The problem - Your answer must be an exact copy of the listing below.
:::::
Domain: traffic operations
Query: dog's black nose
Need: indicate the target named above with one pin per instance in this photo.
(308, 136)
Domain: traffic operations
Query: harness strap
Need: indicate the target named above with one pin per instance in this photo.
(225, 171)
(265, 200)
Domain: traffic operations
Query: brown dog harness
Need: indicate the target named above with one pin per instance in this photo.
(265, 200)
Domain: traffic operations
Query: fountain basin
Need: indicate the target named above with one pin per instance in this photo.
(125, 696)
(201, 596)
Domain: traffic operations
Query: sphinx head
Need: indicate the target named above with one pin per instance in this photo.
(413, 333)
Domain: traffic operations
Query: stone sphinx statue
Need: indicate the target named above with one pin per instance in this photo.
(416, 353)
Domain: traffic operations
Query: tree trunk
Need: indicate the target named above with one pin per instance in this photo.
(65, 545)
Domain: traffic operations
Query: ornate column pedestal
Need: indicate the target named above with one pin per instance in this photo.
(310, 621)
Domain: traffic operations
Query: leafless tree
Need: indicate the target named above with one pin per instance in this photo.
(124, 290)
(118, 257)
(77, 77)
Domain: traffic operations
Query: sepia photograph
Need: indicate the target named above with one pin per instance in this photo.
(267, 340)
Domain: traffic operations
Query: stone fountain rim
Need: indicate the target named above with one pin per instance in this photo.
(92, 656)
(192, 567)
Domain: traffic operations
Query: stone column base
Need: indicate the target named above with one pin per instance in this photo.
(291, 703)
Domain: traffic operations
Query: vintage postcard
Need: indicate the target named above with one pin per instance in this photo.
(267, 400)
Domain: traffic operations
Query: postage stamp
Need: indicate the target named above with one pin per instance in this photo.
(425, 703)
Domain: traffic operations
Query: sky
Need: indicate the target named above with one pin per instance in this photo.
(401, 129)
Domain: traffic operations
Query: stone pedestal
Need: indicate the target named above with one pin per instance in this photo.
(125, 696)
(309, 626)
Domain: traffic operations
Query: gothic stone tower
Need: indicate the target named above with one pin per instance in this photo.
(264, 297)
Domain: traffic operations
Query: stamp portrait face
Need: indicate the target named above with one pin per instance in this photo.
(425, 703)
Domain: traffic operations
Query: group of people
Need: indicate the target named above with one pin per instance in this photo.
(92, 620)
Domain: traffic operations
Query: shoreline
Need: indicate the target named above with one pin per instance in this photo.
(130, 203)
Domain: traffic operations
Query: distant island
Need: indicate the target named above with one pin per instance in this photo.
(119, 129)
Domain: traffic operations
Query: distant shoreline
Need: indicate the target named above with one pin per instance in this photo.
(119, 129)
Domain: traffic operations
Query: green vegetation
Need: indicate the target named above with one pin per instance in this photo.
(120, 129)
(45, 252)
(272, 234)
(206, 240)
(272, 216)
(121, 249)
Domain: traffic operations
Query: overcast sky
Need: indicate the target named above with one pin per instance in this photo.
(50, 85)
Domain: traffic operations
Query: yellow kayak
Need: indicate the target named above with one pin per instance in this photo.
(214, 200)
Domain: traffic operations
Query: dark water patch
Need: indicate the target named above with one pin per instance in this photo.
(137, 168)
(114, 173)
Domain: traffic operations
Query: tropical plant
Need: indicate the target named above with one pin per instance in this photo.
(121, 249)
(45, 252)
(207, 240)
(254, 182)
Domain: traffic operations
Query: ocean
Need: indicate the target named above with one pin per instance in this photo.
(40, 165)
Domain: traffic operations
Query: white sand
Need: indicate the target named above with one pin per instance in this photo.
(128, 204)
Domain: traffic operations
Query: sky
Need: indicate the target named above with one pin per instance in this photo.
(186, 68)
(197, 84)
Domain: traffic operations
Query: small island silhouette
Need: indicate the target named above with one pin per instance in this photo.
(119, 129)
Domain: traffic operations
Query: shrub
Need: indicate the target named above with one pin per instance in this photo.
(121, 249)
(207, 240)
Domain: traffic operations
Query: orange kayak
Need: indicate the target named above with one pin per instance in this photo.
:::::
Answer for the task -
Domain: traffic operations
Query: dog's black nose
Need: indicate the target named above with one pin per instance in this photo.
(308, 136)
Domain: traffic operations
Query: harness strap
Need: indicate the target named above with one pin per instance in this photo.
(225, 171)
(265, 200)
Domain: traffic operations
Query: brown dog harness
Need: indicate the target named above with one pin per instance in this photo.
(265, 200)
Domain: traffic operations
Query: fountain basin
Need: indicate the target named above with one pin per instance in this photo.
(125, 696)
(201, 596)
Domain: traffic operations
Query: sphinx head
Need: indicate the target named above with one pin per instance in this photo.
(413, 333)
Domain: traffic operations
Query: stone sphinx statue
Need: indicate the target named above with one pin per instance in this photo.
(416, 353)
Domain: traffic operations
Query: tree trunk
Need: indicate the target named above with one pin per instance in this photo.
(65, 545)
Domain: traffic operations
Query: ornate column pedestal
Need: indicate the target named above with one pin per instance in this photo.
(310, 621)
Domain: traffic operations
Query: leafless tree
Need: indicate the target named above with one pin per instance in this photo.
(124, 290)
(118, 257)
(77, 77)
Domain: traffic operations
Query: sepia photograph
Need: indicate the target named above with one pin per instance in this photo.
(267, 340)
Domain: traffic operations
Query: stone fountain rim
Need: indicate the target named above with one pin per instance in this photo.
(92, 656)
(192, 567)
Domain: traffic operations
Query: stone column base
Need: indicate the target named above with one pin per instance in this photo.
(291, 703)
Domain: traffic operations
Query: vintage postcard
Need: indicate the target named above with one pin per instance in this photo.
(267, 400)
Domain: traffic operations
Query: postage stamp
Need: indicate the target named above with one pin per instance in this photo.
(425, 703)
Domain: traffic operations
Query: sky
Need: indicate the target named above with one pin per instance in this photo.
(401, 129)
Domain: traffic operations
Query: stone pedestal
Need: indicate the target named above with one pin per instance in this photo.
(125, 696)
(309, 626)
Domain: traffic operations
Query: gothic stone tower
Need: indicate the target named above with one pin per instance in this photo.
(264, 297)
Domain: traffic operations
Query: stamp portrait face
Need: indicate the target named above with one pin per instance in this photo.
(425, 703)
Domain: traffic operations
Query: group of people
Need: indicate the target named above with one pin per instance in this photo.
(92, 620)
Domain: traffic operations
Query: shoreline
Need: indicate the target named above with one pin per instance in this photo.
(130, 203)
Domain: traffic operations
Query: distant island
Need: indicate the target named above with one pin per instance in this photo.
(119, 129)
Domain: traffic operations
Query: distant shoreline
Need: indicate the target named above with one pin per instance in this photo.
(119, 129)
Domain: traffic operations
Query: green vegetation
Need: indicate the target named above with one pin per instance in this photo.
(120, 129)
(45, 252)
(272, 234)
(206, 240)
(272, 216)
(121, 249)
Domain: traffic operations
Query: overcast sky
Need: indicate the target named above with one pin per instance in this photo.
(50, 85)
Domain: traffic operations
Query: yellow kayak
Need: indicate the target named above with one pin per instance in this photo.
(214, 200)
Domain: traffic operations
Query: dark water patch
Need: indicate the target named above with one pin per instance in this photo.
(137, 168)
(114, 173)
Domain: traffic operations
Query: tropical plant
Need: indicate the target named above with one pin per instance in this photo.
(121, 249)
(45, 252)
(207, 240)
(254, 182)
Domain: traffic operations
Query: ocean
Need: indicate the target named above with one pin per instance in this photo.
(40, 165)
Domain: traffic operations
Query: white sand
Need: indicate the target named above with one pin per instance in this photo.
(128, 204)
Domain: traffic operations
Query: sky
Need: indicate the target named above with one pin per instance in this photo.
(186, 68)
(197, 84)
Domain: traffic operations
Query: small island silhouette
Need: indicate the target named above with one pin per instance in this photo.
(119, 129)
Domain: traffic operations
Query: shrub
Need: indicate the target named above with one pin per instance in this photo.
(121, 249)
(207, 240)
Domain: traffic operations
Query: orange kayak
Need: indicate the target named above with one pin per instance in this photo.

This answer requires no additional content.